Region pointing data
______________________________

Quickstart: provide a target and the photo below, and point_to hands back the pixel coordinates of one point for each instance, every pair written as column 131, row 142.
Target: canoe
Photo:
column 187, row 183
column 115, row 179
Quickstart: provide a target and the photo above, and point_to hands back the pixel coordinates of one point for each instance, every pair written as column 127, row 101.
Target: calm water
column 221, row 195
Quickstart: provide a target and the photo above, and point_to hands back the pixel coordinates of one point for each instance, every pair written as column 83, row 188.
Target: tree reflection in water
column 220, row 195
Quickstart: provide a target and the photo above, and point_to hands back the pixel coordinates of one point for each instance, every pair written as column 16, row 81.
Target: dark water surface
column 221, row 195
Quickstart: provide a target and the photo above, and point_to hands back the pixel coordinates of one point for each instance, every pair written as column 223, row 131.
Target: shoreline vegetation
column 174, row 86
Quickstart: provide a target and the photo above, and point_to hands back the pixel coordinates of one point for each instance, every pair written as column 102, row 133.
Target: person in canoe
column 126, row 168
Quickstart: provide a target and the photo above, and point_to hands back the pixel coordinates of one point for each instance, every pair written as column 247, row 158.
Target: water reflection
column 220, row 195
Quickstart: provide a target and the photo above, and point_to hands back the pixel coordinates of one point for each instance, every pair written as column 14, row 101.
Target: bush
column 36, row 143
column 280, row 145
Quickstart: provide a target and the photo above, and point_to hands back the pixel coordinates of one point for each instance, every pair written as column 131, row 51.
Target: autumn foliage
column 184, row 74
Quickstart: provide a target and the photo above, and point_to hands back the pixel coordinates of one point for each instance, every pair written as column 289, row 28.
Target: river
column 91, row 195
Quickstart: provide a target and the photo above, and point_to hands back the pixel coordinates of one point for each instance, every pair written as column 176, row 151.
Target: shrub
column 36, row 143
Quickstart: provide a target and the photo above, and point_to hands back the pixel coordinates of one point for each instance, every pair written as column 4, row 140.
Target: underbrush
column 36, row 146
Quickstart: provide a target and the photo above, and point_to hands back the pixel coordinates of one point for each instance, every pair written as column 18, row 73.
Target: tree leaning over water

______________________________

Goal of the exercise:
Return all entries exactly.

Result of this exercise:
Quickstart: provide a target and the photo below, and point_to hands back the pixel coordinates of one point for each instance, every pair written as column 131, row 142.
Target: canoe
Photo:
column 187, row 183
column 115, row 179
Quickstart: provide a target and the photo above, and point_to hands back the pixel coordinates of one point for each instance, every pair written as column 127, row 101.
Target: calm water
column 221, row 195
Quickstart: provide a target and the photo above, and point_to hands back the pixel coordinates of one point for each instance, every pair written as column 83, row 188.
Target: tree reflection in water
column 220, row 195
Quickstart: provide a target and the photo above, and point_to hands back the pixel coordinates of one point for each instance, every pair written as column 16, row 81.
Target: dark water surface
column 221, row 195
Quickstart: provide a target and the photo above, and point_to hands back the pixel coordinates of one point for each instance, every pair written as column 223, row 131.
Target: shoreline vegetation
column 174, row 86
Quickstart: provide a target and the photo above, and point_to hands back the pixel coordinates of one point for each instance, every pair written as column 102, row 133.
Target: person in canoe
column 126, row 168
Quickstart: provide a target and the photo above, and point_to hands back the pixel coordinates of one point for each instance, every pair written as column 247, row 158.
Target: water reflection
column 220, row 195
Quickstart: provide a target and the photo above, and point_to hands back the pixel coordinates of one point for each instance, every pair written as column 14, row 101.
Target: bush
column 36, row 143
column 280, row 145
Quickstart: provide a target and the photo above, and point_to hands back the pixel coordinates of one point for each instance, every pair written as column 131, row 51.
Target: autumn foliage
column 184, row 74
Quickstart: provide a target and the photo above, and point_to hands back the pixel coordinates of one point for each instance, every pair written as column 289, row 28.
Target: river
column 91, row 195
Quickstart: provide a target and the photo above, and point_to hands back the pixel coordinates of one point for each instance, every pair written as column 176, row 151.
Target: shrub
column 36, row 143
Quickstart: provide a target and the photo above, and point_to hands back the pixel coordinates of one point for each instance, every pair written as column 4, row 140.
Target: underbrush
column 36, row 146
Quickstart: provide a target and the photo above, and point_to hands back the pixel coordinates of one point for each instance, every pair written as column 18, row 73.
Target: tree leaning over water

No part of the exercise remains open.